WORK TO COMPLETE - Search the entries below for "headboard" and copy each matching line.
-- Opening Marker --
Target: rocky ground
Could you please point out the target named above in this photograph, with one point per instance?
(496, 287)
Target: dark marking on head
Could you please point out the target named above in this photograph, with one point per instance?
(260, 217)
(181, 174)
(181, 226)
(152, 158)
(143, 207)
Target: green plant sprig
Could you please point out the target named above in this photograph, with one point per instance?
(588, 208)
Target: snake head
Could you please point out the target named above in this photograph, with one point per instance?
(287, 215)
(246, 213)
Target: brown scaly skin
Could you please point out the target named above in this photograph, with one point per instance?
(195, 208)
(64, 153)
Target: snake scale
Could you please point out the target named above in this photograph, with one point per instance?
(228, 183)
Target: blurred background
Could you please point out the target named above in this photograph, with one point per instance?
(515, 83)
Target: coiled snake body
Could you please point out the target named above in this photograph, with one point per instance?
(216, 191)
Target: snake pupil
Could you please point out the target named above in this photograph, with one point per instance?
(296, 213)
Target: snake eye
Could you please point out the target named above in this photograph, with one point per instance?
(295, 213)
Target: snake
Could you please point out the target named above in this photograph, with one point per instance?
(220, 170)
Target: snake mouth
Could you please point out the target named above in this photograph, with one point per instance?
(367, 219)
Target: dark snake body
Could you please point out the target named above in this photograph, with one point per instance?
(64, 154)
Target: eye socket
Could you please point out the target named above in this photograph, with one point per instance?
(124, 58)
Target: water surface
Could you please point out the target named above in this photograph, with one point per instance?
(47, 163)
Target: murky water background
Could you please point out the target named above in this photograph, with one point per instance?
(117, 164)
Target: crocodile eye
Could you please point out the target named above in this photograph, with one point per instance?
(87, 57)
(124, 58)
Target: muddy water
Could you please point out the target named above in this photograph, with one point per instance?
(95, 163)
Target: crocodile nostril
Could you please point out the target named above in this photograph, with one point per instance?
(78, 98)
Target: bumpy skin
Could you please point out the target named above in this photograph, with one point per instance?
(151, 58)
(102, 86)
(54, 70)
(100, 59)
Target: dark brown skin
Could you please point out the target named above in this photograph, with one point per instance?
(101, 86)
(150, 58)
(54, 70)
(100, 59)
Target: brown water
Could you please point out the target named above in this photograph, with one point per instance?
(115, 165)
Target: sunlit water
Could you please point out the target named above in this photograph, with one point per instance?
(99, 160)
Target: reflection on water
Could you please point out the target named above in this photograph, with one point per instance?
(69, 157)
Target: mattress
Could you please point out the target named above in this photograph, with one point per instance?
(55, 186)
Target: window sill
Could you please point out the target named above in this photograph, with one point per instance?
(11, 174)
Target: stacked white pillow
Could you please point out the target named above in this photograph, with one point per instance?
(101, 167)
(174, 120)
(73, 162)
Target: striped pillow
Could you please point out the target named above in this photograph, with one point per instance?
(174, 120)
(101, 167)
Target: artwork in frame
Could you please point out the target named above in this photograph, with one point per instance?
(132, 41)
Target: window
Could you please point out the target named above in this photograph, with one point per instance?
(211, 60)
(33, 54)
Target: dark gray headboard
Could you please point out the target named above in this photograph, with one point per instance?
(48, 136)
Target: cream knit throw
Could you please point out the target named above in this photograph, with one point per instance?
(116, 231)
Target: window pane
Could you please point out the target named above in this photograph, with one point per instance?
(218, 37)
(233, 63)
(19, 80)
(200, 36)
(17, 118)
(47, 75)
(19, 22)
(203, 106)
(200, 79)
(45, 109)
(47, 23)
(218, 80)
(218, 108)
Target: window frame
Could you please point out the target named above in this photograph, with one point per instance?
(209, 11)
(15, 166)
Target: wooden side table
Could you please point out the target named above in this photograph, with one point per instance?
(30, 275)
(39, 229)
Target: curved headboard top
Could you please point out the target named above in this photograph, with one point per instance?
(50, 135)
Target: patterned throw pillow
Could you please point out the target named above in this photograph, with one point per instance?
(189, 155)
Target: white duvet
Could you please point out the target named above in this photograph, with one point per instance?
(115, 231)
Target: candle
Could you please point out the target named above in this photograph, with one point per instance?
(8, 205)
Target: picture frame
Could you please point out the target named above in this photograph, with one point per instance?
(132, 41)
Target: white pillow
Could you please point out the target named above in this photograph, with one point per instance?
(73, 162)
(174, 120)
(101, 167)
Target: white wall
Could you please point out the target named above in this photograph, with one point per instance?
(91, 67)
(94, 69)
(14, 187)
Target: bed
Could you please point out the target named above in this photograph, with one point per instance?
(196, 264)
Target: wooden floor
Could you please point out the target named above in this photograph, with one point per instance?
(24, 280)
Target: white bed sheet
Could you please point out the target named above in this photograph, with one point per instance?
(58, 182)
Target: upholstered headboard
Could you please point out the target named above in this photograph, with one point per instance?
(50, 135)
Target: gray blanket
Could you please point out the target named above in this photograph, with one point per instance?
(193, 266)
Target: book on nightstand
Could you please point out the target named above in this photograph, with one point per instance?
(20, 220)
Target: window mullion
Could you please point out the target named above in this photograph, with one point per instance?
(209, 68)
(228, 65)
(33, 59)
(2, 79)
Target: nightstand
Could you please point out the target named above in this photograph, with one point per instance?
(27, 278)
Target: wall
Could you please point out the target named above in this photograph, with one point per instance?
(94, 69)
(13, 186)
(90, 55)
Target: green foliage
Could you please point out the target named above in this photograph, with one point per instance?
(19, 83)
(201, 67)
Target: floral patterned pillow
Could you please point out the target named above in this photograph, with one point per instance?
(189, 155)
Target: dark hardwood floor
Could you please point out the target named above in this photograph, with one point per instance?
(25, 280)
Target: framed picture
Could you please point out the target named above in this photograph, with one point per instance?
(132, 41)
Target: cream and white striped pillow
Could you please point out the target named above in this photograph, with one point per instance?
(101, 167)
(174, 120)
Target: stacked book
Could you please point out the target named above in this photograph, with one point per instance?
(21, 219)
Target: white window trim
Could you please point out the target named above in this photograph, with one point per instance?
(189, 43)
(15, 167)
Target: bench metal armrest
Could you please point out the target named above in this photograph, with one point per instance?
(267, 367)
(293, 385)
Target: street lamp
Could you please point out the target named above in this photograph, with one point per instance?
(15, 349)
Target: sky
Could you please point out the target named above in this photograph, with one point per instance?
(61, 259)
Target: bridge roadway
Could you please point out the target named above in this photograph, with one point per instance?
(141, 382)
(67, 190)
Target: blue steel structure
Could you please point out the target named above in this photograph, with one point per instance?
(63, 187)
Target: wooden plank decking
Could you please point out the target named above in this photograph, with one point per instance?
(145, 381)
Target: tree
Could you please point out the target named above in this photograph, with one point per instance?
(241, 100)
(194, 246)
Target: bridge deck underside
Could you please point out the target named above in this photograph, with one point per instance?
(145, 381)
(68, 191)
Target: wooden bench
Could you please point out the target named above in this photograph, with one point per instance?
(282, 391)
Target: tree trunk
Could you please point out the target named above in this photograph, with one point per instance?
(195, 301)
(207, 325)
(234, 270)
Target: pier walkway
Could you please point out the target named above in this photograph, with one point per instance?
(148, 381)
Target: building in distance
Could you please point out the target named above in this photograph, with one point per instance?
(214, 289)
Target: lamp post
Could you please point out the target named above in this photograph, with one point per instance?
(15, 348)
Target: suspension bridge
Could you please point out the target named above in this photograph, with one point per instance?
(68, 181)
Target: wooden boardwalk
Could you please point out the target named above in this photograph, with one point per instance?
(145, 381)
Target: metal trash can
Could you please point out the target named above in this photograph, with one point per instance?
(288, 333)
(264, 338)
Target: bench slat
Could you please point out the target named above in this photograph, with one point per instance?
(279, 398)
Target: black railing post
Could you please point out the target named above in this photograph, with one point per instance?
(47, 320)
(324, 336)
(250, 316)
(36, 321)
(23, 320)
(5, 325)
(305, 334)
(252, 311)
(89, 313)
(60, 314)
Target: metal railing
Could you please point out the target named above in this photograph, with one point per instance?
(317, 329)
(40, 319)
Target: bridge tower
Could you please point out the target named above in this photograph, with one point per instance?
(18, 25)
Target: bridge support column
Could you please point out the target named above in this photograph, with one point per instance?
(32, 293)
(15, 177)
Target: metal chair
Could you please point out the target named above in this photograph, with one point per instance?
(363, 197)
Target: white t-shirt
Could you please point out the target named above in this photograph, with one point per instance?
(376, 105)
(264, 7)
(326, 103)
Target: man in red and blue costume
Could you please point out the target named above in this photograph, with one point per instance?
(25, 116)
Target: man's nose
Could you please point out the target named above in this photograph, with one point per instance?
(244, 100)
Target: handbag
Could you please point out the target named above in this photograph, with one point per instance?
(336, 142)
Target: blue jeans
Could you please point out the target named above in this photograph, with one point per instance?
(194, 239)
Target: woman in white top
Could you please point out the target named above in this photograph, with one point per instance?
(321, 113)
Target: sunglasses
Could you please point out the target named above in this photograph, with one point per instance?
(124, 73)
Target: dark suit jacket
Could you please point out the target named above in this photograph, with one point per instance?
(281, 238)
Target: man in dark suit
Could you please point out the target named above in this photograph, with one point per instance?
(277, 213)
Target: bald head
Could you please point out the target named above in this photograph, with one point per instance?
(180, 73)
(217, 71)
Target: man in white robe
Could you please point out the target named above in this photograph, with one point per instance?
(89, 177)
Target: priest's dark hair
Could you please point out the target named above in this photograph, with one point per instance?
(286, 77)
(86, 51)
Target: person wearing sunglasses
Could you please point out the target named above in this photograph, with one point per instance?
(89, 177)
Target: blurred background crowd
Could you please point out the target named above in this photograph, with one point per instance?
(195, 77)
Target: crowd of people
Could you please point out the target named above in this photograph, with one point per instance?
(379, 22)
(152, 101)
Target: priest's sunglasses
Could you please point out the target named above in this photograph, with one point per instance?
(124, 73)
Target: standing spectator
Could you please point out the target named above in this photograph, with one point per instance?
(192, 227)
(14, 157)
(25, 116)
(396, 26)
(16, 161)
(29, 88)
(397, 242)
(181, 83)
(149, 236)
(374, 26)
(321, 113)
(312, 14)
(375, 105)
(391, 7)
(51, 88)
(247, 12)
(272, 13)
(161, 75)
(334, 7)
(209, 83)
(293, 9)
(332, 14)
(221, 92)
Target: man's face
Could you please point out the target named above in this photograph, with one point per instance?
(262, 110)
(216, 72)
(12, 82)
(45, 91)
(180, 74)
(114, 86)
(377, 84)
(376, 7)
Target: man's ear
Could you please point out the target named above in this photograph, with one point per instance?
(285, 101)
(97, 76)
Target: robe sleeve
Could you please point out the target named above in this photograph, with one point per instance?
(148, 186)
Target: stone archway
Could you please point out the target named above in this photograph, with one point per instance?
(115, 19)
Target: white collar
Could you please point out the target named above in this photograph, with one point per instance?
-- Closing Marker --
SOLUTION FOR THIS PROBLEM -
Target: dark gray headboard
Target: curved headboard top
Target: upholstered headboard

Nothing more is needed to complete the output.